## OBJECTIVE
Print only the line with "Note: spot the wooden deck" and the lines after it, ending with the last line of the material, each exactly as it stands.

◆ ◆ ◆ ◆

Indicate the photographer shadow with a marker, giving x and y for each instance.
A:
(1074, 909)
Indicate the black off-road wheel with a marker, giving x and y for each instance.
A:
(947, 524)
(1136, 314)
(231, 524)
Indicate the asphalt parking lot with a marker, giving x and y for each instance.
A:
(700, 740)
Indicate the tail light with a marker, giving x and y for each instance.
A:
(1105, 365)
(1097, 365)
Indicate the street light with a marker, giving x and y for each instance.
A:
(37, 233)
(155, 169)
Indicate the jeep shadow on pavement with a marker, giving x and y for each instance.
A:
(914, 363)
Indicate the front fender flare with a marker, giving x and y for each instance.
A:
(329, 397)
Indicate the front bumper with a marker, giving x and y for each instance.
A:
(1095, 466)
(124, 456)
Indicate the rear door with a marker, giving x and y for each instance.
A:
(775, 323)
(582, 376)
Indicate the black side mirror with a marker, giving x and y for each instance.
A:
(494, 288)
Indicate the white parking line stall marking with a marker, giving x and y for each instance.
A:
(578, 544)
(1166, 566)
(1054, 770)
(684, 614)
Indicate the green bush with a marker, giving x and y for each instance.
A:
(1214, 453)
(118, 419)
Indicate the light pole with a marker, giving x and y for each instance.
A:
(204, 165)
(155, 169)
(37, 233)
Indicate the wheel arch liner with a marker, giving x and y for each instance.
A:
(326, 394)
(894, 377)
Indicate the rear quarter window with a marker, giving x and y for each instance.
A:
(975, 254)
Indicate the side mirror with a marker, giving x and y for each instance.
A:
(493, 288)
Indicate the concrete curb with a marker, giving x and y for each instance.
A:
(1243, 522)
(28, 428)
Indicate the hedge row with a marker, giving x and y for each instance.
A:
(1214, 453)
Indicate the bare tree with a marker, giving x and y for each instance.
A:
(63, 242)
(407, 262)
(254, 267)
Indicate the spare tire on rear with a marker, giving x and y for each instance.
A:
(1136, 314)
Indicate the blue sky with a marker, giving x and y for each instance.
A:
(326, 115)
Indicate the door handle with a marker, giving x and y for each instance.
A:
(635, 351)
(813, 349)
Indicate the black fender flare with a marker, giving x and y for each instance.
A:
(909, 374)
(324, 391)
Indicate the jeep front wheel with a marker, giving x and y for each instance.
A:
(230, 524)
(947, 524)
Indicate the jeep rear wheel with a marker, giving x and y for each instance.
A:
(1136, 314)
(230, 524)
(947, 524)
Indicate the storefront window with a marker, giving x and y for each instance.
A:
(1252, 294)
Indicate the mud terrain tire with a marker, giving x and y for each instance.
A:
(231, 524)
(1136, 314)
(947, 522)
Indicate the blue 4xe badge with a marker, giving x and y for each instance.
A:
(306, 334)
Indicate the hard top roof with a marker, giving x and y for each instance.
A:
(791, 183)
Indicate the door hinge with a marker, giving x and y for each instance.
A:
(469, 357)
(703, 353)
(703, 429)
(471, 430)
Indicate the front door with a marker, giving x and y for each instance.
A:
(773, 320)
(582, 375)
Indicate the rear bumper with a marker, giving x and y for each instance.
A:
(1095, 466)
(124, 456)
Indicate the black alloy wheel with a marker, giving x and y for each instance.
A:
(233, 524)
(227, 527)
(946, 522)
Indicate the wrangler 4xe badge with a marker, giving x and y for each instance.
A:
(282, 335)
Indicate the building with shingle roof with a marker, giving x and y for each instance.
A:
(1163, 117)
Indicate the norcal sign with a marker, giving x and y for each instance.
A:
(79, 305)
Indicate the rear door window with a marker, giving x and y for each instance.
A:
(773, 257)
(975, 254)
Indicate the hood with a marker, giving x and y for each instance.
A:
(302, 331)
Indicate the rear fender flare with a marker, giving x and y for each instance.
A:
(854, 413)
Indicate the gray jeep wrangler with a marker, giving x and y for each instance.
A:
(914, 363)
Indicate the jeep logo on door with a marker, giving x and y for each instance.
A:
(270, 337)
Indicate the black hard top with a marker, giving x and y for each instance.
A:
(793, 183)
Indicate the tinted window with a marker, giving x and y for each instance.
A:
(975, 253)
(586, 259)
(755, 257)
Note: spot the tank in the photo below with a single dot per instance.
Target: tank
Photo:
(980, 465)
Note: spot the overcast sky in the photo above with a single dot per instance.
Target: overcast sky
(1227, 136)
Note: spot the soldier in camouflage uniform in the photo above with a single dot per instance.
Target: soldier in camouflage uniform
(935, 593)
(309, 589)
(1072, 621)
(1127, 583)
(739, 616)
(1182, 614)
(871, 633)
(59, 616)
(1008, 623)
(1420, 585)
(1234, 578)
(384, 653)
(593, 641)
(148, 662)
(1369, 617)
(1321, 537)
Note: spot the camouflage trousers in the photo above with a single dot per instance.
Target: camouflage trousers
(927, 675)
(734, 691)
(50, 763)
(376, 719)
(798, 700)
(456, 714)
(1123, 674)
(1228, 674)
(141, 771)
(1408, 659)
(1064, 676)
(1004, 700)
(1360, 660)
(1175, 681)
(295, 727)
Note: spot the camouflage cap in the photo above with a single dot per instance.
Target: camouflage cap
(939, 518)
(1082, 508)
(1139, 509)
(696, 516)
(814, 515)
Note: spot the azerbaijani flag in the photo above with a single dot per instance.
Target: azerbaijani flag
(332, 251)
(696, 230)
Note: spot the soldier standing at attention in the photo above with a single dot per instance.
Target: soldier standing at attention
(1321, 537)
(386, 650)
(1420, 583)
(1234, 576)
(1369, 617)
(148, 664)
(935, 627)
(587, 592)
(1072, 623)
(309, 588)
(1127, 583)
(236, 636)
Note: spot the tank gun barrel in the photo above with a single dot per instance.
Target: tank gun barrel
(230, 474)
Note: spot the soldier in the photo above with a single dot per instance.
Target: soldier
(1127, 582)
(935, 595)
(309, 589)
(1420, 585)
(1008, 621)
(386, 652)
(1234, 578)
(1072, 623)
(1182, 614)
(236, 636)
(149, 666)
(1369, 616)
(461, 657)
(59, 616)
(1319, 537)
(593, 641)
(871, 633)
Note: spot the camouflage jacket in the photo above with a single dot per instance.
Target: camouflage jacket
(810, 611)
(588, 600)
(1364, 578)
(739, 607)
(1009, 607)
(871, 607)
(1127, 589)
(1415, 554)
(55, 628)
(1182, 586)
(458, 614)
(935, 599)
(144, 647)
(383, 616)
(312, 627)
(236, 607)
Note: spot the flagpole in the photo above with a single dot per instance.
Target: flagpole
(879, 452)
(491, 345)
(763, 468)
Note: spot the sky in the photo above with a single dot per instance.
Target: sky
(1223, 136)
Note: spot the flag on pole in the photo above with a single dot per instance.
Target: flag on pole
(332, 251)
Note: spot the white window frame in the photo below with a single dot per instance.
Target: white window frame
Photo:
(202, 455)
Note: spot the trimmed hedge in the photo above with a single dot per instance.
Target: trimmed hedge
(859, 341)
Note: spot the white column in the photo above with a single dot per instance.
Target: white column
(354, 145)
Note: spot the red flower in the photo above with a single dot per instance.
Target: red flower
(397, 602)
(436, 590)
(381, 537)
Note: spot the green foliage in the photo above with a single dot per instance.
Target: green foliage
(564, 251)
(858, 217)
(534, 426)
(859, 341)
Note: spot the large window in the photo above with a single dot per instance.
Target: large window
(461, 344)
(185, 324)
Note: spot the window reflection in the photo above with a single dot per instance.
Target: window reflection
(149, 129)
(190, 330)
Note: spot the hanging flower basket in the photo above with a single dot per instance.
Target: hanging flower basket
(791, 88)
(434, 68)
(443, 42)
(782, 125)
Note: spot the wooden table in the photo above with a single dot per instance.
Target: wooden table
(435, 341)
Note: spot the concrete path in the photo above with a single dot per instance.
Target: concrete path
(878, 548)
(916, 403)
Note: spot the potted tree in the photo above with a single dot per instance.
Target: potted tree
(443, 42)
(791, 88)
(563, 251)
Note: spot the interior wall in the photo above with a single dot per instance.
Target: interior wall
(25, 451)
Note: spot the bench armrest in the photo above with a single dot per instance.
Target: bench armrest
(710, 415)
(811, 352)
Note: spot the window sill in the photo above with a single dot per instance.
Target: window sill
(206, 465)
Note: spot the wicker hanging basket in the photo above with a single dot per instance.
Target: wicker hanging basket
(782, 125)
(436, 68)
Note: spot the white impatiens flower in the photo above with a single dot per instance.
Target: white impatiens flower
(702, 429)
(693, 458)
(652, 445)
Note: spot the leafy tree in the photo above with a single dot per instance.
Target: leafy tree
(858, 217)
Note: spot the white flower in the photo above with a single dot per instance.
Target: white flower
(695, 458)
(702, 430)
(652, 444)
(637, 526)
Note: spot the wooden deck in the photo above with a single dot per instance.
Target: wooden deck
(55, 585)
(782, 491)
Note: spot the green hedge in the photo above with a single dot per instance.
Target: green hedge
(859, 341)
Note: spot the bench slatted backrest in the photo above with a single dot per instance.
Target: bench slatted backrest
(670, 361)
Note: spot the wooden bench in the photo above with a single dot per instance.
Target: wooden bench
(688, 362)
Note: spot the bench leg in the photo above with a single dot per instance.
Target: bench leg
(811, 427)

◆ ◆ ◆ ◆

## RESPONSE BELOW
Note: spot the wooden deck in the photo above with a single dot per instance.
Target: wooden deck
(55, 585)
(782, 491)
Note: spot the green hedge in the photo above with a single dot per instance.
Target: green hedge
(859, 341)
Note: spot the bench slatted backrest in the photo above with a single dot per instance.
Target: bench slatted backrest
(670, 361)
Note: spot the wooden bench in the photo above with a single dot per instance.
Target: wooden bench
(688, 362)
Note: spot the bench leg in the photo above with a single dot per instance.
Target: bench leg
(811, 427)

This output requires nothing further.